Is anyone in Berserk accountable for their actions?

In Episode 83, the Idea of Evil tells Griffith: "... by creating influencing the lower levels of human consciousness and merging blood with blood, I created the lineage that would give birth to the man you are. To pave the way for the times you would be born in, I manipulated history and created an appropriate context for you. All the encounters you have had so far were a part of the destiny that led you here." Many obscure things for us readers are made clearer as we learn of this mighty entity that has been secretly manipulating the major events in Berserk, but in a way that raises questions we had not yet thought of. How deep is the Idea's influence over the individual mind? What important decisions of the main characters were directly influenced by it? Take, for instance, Guts decision to leave the Hawks – I understood his reasons, but it did seem a bit out of proportion as a response to Griffith's speech about friendship and the value of a man's dream, particularly because Griffith's actions betrayed his own words: he clearly thought of Guts as a friend and perhaps even an equal, having endangered his own life for him a great many times, frequently sought his counsel, cared for his judgment etc. Guts should know this, but he still resolved to retire despite his friends' pleas and Griffith's desperate attempt to stop him. So yeah, I think the Idea of Evil influenced his decision, as it had probably influenced Griffith's feelings toward Guts and the former's self-destructive way of coping with loss. This influence matters because Guts blames himself for what happened to the Band of the Hawk, but if his actions were subconsciously ordained by a force he was unaware of, then he has no guilt whatsoever. Hell, even the Skull Knight, whose power and knowledge of causality are second only to the God Hand, was manipulated into merging the astral plane with the real world.

(Nice to meet you all, by the way. I have never posted here, but I always read the excellent stuff you guys write when I have the time. )

§ §

• [To do]
Using the post about accountability in Berserk, answer these:
(a) In which episode does the Idea of Evil speak to Griffith?
(b) What was the Skull Knight manipulated into doing?
(c) What does the writer say about their own history of posting here?

§ §

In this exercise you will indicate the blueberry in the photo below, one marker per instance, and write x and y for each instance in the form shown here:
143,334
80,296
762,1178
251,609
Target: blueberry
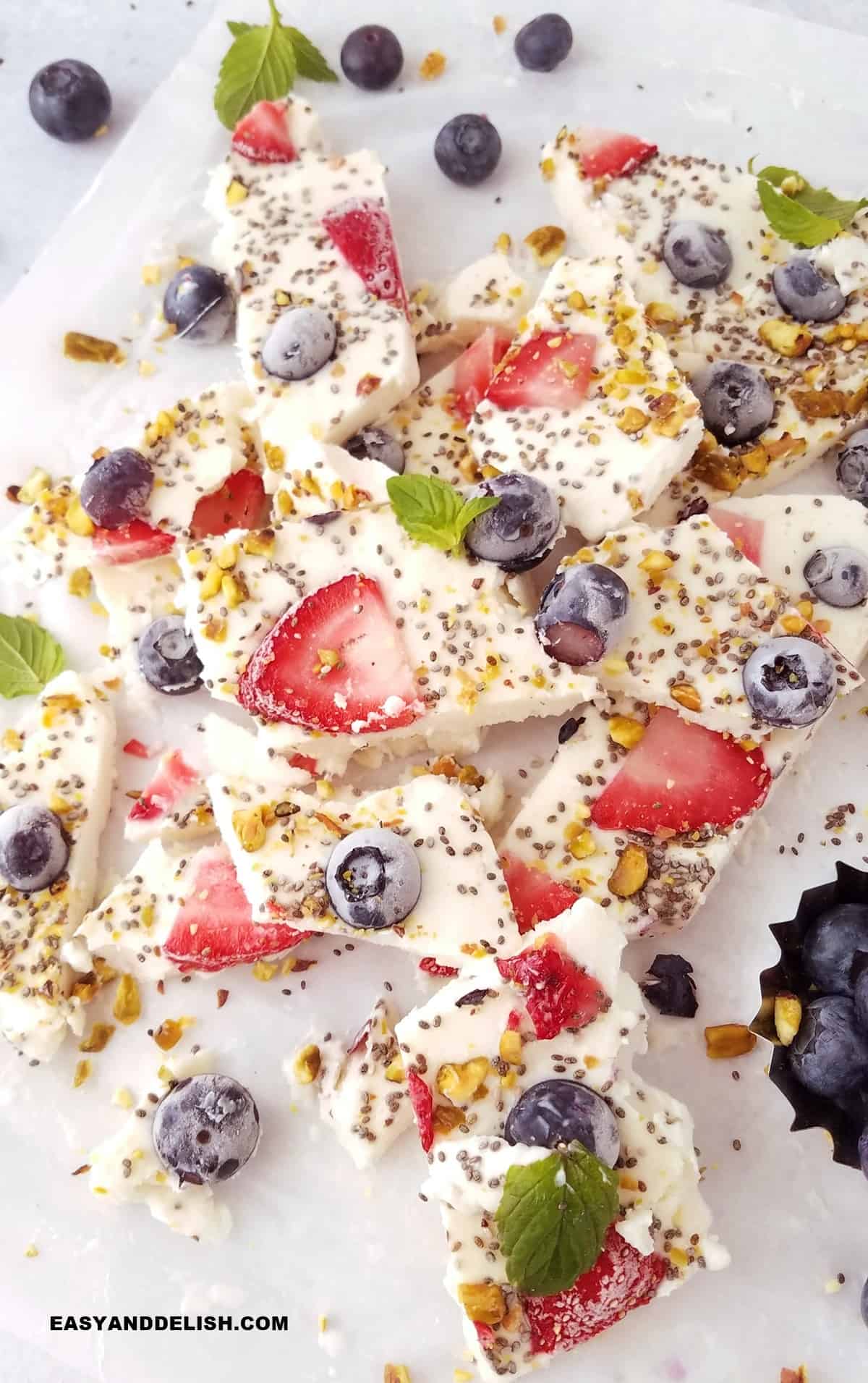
581,612
371,57
790,681
206,1129
563,1111
697,255
522,528
200,305
373,879
831,947
378,444
737,403
830,1054
168,657
33,848
852,469
467,150
69,100
300,343
116,489
805,292
542,43
838,575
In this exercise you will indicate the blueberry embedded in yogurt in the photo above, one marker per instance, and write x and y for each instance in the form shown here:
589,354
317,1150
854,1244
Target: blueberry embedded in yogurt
522,528
838,575
581,612
300,343
697,255
206,1129
373,879
198,303
790,682
33,847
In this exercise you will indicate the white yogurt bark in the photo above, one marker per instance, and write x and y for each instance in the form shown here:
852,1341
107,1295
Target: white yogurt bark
477,1039
281,847
359,1088
611,451
64,758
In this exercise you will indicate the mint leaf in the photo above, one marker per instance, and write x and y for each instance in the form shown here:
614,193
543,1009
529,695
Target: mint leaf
434,512
553,1216
30,657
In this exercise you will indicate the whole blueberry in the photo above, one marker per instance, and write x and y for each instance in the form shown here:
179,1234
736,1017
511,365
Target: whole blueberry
581,613
790,681
852,469
697,255
805,292
168,657
542,43
833,944
556,1112
737,403
116,489
300,343
33,847
830,1054
378,444
206,1129
371,57
467,150
373,879
69,100
200,305
838,575
522,528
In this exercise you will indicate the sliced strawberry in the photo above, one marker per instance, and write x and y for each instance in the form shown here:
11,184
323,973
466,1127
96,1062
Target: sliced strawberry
422,1101
333,663
475,370
169,784
746,533
263,135
361,230
611,154
136,541
681,777
535,895
215,929
241,502
558,992
621,1280
549,371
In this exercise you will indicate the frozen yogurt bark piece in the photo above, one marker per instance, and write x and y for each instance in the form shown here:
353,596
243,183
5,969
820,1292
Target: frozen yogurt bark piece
589,400
425,862
61,761
560,1011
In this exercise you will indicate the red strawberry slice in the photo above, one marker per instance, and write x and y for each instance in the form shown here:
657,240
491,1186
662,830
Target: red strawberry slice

§ §

• [Result]
(a) Episode 83.
(b) Merging the astral plane with the real world.
(c) They have never posted here before, but they always read what others write when they have the time.